══ Extracted information

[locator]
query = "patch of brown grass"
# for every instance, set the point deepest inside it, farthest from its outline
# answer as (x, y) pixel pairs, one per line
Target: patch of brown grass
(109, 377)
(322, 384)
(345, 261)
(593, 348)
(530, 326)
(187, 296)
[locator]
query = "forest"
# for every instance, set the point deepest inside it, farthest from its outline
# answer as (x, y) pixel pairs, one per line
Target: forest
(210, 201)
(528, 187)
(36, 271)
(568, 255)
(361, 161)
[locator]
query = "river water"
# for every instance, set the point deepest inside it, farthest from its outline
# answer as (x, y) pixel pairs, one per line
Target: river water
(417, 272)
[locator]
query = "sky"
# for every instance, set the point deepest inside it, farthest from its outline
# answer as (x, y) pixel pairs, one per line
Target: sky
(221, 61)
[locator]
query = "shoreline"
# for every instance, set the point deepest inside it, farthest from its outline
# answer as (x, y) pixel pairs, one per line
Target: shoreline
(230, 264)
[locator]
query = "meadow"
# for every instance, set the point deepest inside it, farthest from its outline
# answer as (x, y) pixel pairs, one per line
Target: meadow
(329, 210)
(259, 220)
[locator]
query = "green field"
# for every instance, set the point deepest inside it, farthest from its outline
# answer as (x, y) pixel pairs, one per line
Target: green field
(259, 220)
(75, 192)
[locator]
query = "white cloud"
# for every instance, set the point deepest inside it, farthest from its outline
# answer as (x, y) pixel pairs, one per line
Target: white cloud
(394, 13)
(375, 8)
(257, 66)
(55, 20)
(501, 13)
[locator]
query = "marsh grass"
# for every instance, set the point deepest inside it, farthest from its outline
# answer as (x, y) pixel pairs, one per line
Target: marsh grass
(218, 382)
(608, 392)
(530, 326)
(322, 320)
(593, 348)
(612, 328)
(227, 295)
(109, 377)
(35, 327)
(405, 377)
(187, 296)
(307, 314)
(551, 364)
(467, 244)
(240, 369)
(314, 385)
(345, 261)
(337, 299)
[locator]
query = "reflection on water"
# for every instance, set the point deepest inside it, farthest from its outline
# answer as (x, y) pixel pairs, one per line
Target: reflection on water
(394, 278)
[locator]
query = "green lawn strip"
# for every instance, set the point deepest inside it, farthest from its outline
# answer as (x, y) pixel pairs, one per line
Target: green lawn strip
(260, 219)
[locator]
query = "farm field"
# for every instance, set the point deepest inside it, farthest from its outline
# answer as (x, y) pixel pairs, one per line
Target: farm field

════

Problem requirements = For each line in the entries that holds "query", return that line.

Expected answer =
query = "patch of brown grass"
query = "forest"
query = "river water"
query = "sky"
query = "shoreline"
query = "meadow"
query = "green field"
query = "white cloud"
query = "marsh grass"
query = "reflection on water"
query = "green lawn strip"
query = "farm field"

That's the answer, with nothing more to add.